• 页面正文:
玩蛇网提供最新Python编程技术信息以及Python资源下载!

Pythom Scrapy框架Imagepipeline组件下载gif类型文件处理问题

默认情况下,使用Scrapy的ImagePipeline组件下载图片的时候,不论之前的图片格式是png还是gif,都会被保存成jpeg格式。
通过重写file_path方法,可以将图片以原来的格式和原图片名称进行保存。


重写file_path方法

__author__ = 'Fly'  
#coding:utf-8  
from scrapy.contrib.pipeline.images import ImagesPipeline  
from scrapy.http import Request  
from scrapy.exceptions import DropItem  

class MyImagesPipeline(ImagesPipeline):  
    def file_path(self, request, response=None, info=None):  
        image_guid = request.url.split('/')[-1]  
        return 'full/%s' % (image_guid)  

    def get_media_requests(self, item, info):  
        for image_url in item['image_urls']:  
            yield Request(image_url)  

    def item_completed(self, results, item, info):  
        image_paths = [x['path'] for ok, x in results if ok]  
        if not image_paths:  
            raise DropItem("Item contains no images")  
        return item

运行结果

图片URL:http://www.baidu.com/1.gif
保存到本地:1.gif
但是,当打开1.gif的时候,发现原本动态的图片现在却变成静态的了。
请问,有谁知道怎么处理吗?

试着覆盖convertimage

https://github.com/scrapy/scrapy/blob/master/scrapy/contrib/pipeline/images.py#L87

__author__ = 'Fly'  
#coding:utf-8  
from scrapy.contrib.pipeline.images import ImagesPipeline  
from scrapy.http import Request  
from scrapy.exceptions import DropItem  

class MyImagesPipeline(ImagesPipeline):  
    def file_path(self, request, response=None, info=None):  
        image_guid = request.url.split('/')[-1]  
        return 'full/%s' % (image_guid)

物体出现位置的数据集行
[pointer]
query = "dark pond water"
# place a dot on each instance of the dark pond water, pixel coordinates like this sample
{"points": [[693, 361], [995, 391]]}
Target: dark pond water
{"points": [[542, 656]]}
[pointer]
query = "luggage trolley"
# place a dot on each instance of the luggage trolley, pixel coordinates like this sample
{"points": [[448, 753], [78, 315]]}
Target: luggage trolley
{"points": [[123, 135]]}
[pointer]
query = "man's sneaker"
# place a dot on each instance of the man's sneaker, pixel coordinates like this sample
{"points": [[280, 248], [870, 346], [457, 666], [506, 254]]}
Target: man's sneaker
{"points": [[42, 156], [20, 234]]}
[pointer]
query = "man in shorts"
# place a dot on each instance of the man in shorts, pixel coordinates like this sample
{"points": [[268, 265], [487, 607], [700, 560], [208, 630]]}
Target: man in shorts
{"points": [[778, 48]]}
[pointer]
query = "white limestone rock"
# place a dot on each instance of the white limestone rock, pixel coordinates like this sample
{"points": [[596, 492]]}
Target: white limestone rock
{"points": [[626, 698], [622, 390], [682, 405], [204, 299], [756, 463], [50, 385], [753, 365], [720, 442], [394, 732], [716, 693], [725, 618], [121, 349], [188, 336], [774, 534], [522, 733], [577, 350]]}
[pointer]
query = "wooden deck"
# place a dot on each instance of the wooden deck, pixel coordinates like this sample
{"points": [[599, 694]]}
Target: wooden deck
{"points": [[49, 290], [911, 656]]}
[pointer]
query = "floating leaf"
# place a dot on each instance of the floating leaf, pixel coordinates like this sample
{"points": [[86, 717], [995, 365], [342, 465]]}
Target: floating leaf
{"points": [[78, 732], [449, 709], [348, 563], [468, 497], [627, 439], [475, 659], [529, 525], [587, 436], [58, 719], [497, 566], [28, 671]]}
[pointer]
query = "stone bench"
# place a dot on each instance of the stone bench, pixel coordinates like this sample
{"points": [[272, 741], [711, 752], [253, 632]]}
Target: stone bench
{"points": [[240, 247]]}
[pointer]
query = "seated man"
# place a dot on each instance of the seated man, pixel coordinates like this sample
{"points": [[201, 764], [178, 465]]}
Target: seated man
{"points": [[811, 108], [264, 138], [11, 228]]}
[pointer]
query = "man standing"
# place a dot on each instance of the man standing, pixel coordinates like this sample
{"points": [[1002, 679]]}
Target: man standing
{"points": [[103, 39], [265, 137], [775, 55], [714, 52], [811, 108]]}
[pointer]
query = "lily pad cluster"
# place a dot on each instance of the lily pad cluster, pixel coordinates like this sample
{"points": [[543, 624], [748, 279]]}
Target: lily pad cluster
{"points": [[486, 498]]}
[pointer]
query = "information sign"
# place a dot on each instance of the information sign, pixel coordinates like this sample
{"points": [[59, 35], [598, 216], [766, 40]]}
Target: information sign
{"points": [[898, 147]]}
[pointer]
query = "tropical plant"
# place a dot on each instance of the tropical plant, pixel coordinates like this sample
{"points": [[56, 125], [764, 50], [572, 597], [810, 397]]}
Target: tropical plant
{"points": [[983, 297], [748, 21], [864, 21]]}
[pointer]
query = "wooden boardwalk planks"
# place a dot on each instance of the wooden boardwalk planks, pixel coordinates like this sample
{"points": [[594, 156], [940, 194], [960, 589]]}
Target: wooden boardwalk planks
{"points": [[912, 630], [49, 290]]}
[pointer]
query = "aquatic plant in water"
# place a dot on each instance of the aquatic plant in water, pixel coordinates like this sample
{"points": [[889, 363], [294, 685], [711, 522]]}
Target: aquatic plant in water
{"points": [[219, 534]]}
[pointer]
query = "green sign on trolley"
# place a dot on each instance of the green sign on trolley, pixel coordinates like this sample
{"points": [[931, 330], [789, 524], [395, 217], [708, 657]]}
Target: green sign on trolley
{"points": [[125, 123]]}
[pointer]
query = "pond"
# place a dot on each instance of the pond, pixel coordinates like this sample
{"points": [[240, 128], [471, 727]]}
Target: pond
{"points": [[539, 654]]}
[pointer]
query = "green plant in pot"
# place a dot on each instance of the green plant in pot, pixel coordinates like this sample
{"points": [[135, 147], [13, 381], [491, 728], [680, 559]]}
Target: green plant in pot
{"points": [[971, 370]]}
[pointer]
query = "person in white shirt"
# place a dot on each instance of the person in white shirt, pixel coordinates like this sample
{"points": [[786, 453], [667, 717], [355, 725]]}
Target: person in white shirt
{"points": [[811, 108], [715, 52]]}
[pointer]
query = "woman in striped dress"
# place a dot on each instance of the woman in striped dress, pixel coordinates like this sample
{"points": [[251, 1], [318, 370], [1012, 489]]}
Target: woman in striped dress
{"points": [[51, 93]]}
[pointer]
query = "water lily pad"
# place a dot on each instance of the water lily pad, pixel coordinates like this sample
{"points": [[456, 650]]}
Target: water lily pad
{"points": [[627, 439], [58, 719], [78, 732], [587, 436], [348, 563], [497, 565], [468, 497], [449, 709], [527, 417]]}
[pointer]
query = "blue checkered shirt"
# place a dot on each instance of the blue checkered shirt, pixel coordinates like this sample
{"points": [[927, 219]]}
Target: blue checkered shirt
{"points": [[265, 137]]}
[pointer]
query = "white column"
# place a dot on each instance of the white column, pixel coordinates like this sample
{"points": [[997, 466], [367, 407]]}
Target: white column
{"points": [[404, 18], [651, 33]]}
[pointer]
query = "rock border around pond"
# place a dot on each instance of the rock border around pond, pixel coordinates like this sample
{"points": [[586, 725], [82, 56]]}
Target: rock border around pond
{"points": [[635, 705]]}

• 练习题目: 原样输出上文关于Scrapy下载gif图片的帖子中的一段：从“玩蛇网提供最新Python编程技术信息以及Python资源下载!”开始，一直到“通过重写file_path方法,可以将图片以原来的格式和原图片名称进行保存。”为止。

• 本题答案:
玩蛇网提供最新Python编程技术信息以及Python资源下载!

Pythom Scrapy框架Imagepipeline组件下载gif类型文件处理问题

默认情况下,使用Scrapy的ImagePipeline组件下载图片的时候,不论之前的图片格式是png还是gif,都会被保存成jpeg格式。
通过重写file_path方法,可以将图片以原来的格式和原图片名称进行保存。